• **Given text**
-- -- --
The Necessity of Climate Economics

Himanshu Maurya
Marketing Bible
Published in
4 min readNov 1, 2019

Economics must recognize the central role of negative externalities in the growth process, and integrate the costs and benefits of environmental stewardship and climate action. By doing so, economists could make an enormous contribution to tackling global warming — the biggest challenge facing the world today.

The economics profession has failed to anticipate the rapidly escalating climate crisis, just like it missed the looming global financial crisis back in 2008. True, some influential economists are starting to add to the chorus of concern about the threat global warming poses to sustainable economic growth. But mainstream macroeconomic-growth models have yet to integrate the scientific evidence for climate change. They must do so urgently if governments are to take the crucial step of shifting to low-carbon growth paths.

The traditional macroeconomic models used by governments and their development partners, including multilateral lenders such as the International Monetary Fund and World Bank, underestimate or ignore climate effects in forecasting growth, even as some now mention the climate challenge. As a result, governments have many incentives to boost short-term growth and far fewer to invest in climate mitigation, which generally takes a long time to yield visible results.

To begin changing this perilous state of affairs, growth economics must factor in the failure of businesses and governments to tackle global warming. Fortunately, economists have the concepts to do this, in the form of so-called externalities. These spillover effects can be positive, as when a vaccination program provides secondary benefits to an entire community. But climate change involves negative externalities because firms do not account (or pay) for the societal harm caused by their operations — such as a power plant emitting carbon dioxide.

Unfortunately, externalities are currently not central to research and teaching in growth economics. As a consequence, its models can be used to support extreme deregulation, improving the “business environment” at the expense of the natural one and society. Recent policies, for example, have encouraged the deforestation of the Amazon in Brazil, neglected damage to public health in India from unsafe drinking water and poor sanitation, and increased carbon dioxide emissions in the United States, thereby aggravating global warming.

US policy under President Donald Trump represents an alarming failure to consider the climate crisis. By replacing the previous administration’s Clean Power Plan with the much weaker Affordable Clean Energy rule, and promoting more coal-based energy, the Trump administration is encouraging higher CO2 emissions. US emissions from energy sources alone increased by 2.7% from 2017 to 2018 and were 4.5% higher in the first three months of 2019 than in the same period last year.
-- -- --
• **The data**
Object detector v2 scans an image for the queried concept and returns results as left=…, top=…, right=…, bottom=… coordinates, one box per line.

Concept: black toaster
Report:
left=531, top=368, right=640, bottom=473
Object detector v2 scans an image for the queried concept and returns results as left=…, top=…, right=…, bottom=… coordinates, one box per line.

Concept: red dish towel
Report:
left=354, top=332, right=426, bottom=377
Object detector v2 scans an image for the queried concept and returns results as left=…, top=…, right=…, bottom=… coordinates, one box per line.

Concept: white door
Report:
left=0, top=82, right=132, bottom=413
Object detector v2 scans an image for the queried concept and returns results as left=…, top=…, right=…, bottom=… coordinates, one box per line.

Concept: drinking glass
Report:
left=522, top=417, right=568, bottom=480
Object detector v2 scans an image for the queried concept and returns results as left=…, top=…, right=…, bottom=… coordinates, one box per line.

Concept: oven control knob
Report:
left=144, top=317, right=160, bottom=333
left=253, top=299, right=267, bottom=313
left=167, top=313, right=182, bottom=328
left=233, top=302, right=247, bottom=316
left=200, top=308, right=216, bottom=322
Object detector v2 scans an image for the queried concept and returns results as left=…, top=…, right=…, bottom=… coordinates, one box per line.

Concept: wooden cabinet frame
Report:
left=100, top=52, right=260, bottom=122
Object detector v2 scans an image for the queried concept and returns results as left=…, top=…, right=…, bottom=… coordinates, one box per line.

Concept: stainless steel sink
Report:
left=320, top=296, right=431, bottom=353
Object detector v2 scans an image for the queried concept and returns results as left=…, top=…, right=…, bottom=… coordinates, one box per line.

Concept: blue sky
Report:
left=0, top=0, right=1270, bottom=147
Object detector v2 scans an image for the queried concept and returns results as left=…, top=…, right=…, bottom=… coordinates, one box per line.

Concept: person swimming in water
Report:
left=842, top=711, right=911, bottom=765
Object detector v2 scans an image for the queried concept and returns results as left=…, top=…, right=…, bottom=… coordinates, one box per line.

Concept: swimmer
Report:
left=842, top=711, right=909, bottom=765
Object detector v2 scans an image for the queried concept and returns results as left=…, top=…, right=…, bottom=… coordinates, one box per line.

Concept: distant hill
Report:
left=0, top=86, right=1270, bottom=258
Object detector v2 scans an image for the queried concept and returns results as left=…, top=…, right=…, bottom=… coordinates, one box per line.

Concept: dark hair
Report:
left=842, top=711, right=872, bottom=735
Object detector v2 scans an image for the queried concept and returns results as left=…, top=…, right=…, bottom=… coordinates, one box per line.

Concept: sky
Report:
-- -- --
• **Check your understanding**
- 1) Answer these questions about the climate economics article:
(a) Which two multilateral lenders does the article name among the development partners using traditional macroeconomic models?
(b) What example of a positive externality does the article give?
(c) By what percentage did US emissions from energy sources increase from 2017 to 2018?
- 2) Repeat the climate economics article between "Himanshu Maurya" and "low-carbon growth paths.", inclusive, with no changes.

• **Answers to each task**
- 1)
(a) The International Monetary Fund and the World Bank.
(b) A vaccination program that provides secondary benefits to an entire community.
(c) 2.7%.

- 2)
Himanshu Maurya
Marketing Bible
Published in
4 min readNov 1, 2019

Economics must recognize the central role of negative externalities in the growth process, and integrate the costs and benefits of environmental stewardship and climate action. By doing so, economists could make an enormous contribution to tackling global warming — the biggest challenge facing the world today.

The economics profession has failed to anticipate the rapidly escalating climate crisis, just like it missed the looming global financial crisis back in 2008. True, some influential economists are starting to add to the chorus of concern about the threat global warming poses to sustainable economic growth. But mainstream macroeconomic-growth models have yet to integrate the scientific evidence for climate change. They must do so urgently if governments are to take the crucial step of shifting to low-carbon growth paths.